> [REQUIRED WORK]: State how many of the lines below contain the string "shirt", and give only that number.

> [INPUT DATA]:
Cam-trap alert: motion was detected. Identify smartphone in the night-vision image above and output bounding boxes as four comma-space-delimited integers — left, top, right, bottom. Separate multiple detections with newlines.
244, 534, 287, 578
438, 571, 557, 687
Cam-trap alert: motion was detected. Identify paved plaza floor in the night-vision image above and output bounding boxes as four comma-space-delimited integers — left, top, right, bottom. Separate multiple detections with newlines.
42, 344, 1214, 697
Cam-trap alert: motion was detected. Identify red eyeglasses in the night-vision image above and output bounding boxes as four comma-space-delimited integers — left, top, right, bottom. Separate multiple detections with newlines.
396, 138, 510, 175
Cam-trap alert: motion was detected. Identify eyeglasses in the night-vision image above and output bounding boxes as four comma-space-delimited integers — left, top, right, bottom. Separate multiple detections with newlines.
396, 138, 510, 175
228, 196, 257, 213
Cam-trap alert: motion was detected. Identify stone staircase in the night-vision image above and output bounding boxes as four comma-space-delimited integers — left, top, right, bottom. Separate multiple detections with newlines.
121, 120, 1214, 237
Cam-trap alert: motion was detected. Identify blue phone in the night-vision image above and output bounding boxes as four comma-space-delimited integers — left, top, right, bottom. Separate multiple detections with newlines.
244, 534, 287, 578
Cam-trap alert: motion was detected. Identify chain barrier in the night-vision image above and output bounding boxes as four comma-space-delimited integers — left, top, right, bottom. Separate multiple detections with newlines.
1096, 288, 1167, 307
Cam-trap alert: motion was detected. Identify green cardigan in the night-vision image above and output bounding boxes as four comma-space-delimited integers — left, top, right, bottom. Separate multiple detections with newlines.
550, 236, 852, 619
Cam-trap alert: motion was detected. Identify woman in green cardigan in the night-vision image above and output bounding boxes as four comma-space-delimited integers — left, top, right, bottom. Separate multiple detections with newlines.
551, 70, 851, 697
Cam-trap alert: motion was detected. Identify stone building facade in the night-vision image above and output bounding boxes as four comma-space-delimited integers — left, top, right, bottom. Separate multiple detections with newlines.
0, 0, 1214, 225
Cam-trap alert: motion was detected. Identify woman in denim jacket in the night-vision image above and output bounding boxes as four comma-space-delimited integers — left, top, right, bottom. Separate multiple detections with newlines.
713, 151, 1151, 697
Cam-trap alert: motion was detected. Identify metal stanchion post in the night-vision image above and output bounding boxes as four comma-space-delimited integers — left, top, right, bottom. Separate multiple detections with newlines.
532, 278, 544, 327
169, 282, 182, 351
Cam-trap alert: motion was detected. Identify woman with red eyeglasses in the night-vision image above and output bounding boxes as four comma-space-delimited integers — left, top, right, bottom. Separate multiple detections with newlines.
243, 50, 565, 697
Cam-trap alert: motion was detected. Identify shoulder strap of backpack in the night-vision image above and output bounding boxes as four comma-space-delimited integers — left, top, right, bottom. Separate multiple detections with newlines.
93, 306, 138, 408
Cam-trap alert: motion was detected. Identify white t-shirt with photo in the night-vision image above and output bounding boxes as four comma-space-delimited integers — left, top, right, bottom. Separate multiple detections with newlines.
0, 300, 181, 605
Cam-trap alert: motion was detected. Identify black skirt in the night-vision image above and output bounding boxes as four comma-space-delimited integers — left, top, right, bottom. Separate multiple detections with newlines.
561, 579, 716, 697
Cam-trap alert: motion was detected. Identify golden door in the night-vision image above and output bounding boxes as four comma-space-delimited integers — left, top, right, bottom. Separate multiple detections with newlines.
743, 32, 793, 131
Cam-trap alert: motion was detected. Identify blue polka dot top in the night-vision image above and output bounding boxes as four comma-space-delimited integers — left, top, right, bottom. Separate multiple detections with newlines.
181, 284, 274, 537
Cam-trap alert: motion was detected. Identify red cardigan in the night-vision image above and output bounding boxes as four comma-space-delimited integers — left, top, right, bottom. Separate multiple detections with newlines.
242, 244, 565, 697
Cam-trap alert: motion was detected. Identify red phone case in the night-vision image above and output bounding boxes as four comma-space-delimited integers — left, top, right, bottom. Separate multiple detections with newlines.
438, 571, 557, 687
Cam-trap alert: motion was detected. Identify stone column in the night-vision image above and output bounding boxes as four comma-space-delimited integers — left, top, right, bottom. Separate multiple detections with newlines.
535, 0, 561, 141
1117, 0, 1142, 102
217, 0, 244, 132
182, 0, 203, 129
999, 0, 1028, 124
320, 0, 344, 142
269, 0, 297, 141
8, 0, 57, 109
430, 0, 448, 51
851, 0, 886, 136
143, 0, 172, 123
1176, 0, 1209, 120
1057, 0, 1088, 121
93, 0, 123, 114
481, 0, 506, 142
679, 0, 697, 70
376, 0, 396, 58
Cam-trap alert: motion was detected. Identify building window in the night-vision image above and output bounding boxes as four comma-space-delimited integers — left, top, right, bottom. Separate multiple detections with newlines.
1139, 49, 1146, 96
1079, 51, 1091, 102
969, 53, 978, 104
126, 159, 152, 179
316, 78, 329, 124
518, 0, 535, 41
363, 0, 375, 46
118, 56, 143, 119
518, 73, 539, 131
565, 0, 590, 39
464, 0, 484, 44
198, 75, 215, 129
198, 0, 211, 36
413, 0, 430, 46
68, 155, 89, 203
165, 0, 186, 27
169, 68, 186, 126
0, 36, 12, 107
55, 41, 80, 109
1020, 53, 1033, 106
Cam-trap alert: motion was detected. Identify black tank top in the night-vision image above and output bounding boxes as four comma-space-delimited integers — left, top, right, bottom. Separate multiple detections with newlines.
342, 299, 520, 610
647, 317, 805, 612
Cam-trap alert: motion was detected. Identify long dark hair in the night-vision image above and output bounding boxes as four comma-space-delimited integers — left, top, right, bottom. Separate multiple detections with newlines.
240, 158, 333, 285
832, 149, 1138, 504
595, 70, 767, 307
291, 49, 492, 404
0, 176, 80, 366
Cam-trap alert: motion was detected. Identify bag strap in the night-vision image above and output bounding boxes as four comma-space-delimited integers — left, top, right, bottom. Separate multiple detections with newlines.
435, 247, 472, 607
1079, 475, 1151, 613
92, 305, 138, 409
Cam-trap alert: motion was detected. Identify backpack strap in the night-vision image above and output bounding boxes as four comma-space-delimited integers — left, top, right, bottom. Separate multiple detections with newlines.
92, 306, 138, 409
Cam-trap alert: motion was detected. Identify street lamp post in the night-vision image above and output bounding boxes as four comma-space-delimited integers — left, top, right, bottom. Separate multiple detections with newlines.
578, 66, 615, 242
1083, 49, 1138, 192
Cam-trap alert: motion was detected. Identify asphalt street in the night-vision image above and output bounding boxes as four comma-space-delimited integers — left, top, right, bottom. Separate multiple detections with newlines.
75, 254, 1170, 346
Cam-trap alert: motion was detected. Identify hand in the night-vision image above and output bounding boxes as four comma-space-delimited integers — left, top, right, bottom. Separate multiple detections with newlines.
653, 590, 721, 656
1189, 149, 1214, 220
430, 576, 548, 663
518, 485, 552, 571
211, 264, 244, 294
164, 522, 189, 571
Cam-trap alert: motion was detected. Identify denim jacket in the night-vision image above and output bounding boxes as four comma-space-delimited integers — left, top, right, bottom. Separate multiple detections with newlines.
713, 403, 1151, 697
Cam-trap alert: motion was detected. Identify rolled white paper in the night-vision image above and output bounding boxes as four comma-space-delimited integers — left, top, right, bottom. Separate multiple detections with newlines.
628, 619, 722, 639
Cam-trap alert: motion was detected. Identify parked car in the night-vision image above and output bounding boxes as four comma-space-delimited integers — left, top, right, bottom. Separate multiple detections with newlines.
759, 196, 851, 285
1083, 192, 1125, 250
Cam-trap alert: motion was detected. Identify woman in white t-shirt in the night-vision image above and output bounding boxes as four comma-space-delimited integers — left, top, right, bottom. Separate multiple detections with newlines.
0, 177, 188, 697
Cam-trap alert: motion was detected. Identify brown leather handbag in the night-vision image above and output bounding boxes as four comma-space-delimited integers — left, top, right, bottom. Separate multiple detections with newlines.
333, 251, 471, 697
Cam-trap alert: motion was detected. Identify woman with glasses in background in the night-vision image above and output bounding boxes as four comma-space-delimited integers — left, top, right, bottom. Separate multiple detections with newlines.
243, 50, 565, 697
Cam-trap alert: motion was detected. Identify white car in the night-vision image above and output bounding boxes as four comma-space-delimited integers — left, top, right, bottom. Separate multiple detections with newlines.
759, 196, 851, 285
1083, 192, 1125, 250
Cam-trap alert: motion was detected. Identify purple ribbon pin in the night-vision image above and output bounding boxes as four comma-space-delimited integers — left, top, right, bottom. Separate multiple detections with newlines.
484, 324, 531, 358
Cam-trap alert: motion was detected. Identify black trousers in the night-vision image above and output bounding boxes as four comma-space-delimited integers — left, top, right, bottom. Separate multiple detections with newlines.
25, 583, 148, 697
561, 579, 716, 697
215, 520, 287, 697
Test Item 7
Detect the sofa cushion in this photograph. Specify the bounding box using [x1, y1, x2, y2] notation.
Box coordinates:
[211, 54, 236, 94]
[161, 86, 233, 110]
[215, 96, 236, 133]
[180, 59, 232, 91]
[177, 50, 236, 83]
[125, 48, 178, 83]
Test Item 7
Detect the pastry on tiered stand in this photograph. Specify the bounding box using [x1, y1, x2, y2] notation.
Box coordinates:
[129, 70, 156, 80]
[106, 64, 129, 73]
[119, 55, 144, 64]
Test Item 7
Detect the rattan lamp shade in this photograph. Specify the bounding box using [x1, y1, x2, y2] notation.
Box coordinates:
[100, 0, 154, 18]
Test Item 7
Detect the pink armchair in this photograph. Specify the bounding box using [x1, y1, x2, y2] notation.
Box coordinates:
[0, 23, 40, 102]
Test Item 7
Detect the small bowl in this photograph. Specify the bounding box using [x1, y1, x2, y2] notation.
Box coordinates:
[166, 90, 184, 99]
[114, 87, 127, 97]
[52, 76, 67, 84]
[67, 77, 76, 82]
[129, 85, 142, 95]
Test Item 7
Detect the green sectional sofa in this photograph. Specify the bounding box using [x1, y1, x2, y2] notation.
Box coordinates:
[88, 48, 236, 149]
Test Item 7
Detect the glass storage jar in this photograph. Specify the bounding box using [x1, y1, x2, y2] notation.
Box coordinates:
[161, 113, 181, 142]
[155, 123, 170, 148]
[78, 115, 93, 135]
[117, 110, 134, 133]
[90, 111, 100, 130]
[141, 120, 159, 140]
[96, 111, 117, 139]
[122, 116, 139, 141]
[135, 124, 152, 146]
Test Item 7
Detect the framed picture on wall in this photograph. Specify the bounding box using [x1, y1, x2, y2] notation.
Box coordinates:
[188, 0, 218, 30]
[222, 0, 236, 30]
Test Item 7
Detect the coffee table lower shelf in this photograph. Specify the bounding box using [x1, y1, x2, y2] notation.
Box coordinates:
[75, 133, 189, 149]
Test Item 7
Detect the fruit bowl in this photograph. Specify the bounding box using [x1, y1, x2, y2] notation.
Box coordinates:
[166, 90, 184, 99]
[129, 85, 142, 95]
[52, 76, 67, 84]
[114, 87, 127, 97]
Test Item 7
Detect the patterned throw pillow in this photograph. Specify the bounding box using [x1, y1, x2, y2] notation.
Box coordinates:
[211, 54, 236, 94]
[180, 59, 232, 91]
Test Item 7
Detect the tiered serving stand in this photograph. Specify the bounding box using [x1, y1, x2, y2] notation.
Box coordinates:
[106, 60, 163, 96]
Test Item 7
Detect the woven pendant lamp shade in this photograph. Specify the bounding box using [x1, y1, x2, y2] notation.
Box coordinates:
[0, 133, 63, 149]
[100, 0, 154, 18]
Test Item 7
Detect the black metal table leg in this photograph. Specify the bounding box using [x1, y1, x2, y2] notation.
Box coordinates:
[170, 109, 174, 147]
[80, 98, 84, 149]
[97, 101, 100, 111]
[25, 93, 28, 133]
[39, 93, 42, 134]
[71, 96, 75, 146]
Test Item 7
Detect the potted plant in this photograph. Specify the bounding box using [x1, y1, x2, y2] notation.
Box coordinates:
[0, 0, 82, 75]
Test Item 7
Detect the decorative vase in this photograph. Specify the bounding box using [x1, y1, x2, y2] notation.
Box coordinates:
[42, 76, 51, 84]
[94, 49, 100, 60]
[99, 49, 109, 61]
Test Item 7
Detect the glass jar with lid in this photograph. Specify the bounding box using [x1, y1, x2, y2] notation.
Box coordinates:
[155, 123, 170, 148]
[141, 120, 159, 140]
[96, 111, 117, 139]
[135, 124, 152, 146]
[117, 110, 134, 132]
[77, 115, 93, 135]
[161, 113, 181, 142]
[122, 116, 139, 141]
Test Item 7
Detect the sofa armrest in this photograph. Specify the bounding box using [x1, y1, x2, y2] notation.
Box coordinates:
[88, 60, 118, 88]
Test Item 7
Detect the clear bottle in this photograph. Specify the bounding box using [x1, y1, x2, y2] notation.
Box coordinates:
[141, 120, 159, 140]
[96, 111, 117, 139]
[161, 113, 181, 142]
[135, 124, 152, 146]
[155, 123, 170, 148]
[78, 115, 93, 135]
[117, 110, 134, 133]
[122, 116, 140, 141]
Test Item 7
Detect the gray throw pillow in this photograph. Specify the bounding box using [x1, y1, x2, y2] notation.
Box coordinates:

> [THE ANSWER]: 2